### REQUIRED TASKS
• a. In the Creed review, which real-life boxer plays the antagonist "'Pretty' Ricky Conlan"?
• b. Copy word for word the passage of the Creed review that begins at the words "Because every boxing" and stops after "is completely valid.".

---------- TEXT SECTION ----------

Jordan was not the only good performance in the picture as every performance excels. Phylicia Rashād, as Apollo’s widow/Doni’s adopted mother “Mary Ann” and Tessa Thompson as Doni’s girlfriend “Bianca”, the women in Doni’s life were great in the film each bringing their own fortitude to help make Doni the strong man he needs to be. Rashād is pretty much the "mom role", but Thompson is giving a whole character of her own and not just "the girlfriend".
Because every boxing film needs an antagonist boxer, Creed has one in "'Pretty' Ricky Conlan" portrayed by real-life pugilist Tony "Bomber" Bellew. Bellew was also really good and menacing in his role. The real surprise in this picture though was Sylvester Stallone. I repeat this is NOT a Rocky sequel. It is totally Adonis [Creed] Johnson's picture, but even in a small supporting role Stallone gave the best performance I’ve ever seen from him. All of the “awards talk” is completely valid.
Ryan Coogler’s direction is really great as he skillfully crafted the aforementioned “very realistic portrayal of boxing and boxing training” with thrilling suspense. As it should be, the “big match” was the most thrilling part of the film. The punching feels real, the trauma feels real, the agony feels real! The boxing is not the only great thing about this picture. The dramatic notes are equally thrilling. The drama is good throughout, but as he did with the third act in 2013’s Fruitvale Station, the third act in Creed is powerful and strikes all the right notes.
I will echo the buzz online, Creed is a terrific picture, Michael B. Jordan the truth and Ryan Coogler the real deal!
This film conceptualized by Ryan Coogler, took a lot to get pull together. After 2013’s Fruitvale Station (which I reviewed here ) when Coogler signed with WME (William Morris Endeavor, talent agency) he identified Creed as a dream project. While Coogler already had the relationship with Michael B. Jordan (from Fruitvale Station), the agency put him together with Sylvester Stallone. Stallone loved the idea, a spin-off of his original Oscar-winning 1976 film Rocky and felt it was strong enough for him to bring back his signature screen character. Stallone and Coogler then approached MGM’s Gary Barber and Jon Glickman, and they flipped for it. (Some info from Deadline).

---------- RECORDS SHOWN ----------

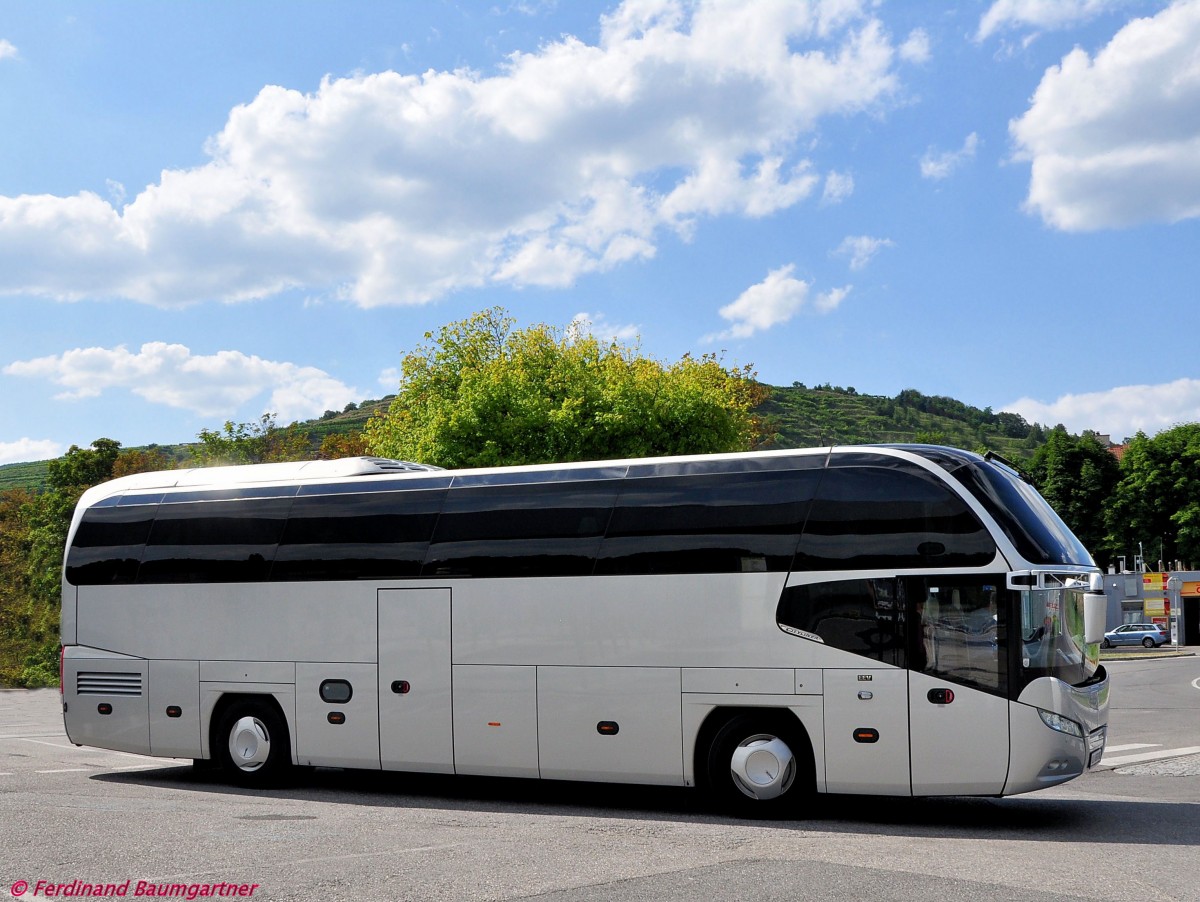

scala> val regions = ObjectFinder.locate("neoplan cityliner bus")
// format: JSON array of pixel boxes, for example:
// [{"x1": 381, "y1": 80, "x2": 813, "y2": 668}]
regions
[{"x1": 62, "y1": 445, "x2": 1109, "y2": 813}]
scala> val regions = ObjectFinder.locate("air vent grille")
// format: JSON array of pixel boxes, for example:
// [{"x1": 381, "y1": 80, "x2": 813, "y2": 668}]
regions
[
  {"x1": 76, "y1": 671, "x2": 142, "y2": 696},
  {"x1": 362, "y1": 457, "x2": 442, "y2": 473}
]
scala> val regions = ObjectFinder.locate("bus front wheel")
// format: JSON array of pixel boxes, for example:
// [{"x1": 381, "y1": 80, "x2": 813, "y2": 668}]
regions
[
  {"x1": 214, "y1": 699, "x2": 292, "y2": 787},
  {"x1": 707, "y1": 715, "x2": 814, "y2": 817}
]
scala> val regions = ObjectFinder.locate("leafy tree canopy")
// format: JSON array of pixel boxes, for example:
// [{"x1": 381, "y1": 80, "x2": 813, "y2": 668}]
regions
[
  {"x1": 366, "y1": 307, "x2": 766, "y2": 467},
  {"x1": 192, "y1": 414, "x2": 312, "y2": 467},
  {"x1": 1030, "y1": 427, "x2": 1121, "y2": 566},
  {"x1": 1105, "y1": 423, "x2": 1200, "y2": 565}
]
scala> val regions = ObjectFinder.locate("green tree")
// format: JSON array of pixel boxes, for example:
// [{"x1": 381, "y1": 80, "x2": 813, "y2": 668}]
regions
[
  {"x1": 192, "y1": 414, "x2": 313, "y2": 467},
  {"x1": 366, "y1": 307, "x2": 766, "y2": 467},
  {"x1": 1105, "y1": 423, "x2": 1200, "y2": 564},
  {"x1": 46, "y1": 439, "x2": 121, "y2": 489},
  {"x1": 1030, "y1": 427, "x2": 1121, "y2": 566},
  {"x1": 0, "y1": 439, "x2": 121, "y2": 686}
]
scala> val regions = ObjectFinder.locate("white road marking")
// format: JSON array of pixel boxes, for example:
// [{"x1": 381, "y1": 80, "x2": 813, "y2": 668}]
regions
[{"x1": 1100, "y1": 745, "x2": 1200, "y2": 768}]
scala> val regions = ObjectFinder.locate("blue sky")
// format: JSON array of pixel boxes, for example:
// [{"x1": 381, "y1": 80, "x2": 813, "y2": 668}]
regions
[{"x1": 0, "y1": 0, "x2": 1200, "y2": 463}]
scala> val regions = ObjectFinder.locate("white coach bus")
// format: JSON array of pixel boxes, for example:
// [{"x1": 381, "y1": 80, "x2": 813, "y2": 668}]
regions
[{"x1": 54, "y1": 445, "x2": 1109, "y2": 813}]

----------

### TASK-BY-TASK SOLUTIONS
• a. Tony "Bomber" Bellew

• b.
Because every boxing film needs an antagonist boxer, Creed has one in "'Pretty' Ricky Conlan" portrayed by real-life pugilist Tony "Bomber" Bellew. Bellew was also really good and menacing in his role. The real surprise in this picture though was Sylvester Stallone. I repeat this is NOT a Rocky sequel. It is totally Adonis [Creed] Johnson's picture, but even in a small supporting role Stallone gave the best performance I’ve ever seen from him. All of the “awards talk” is completely valid.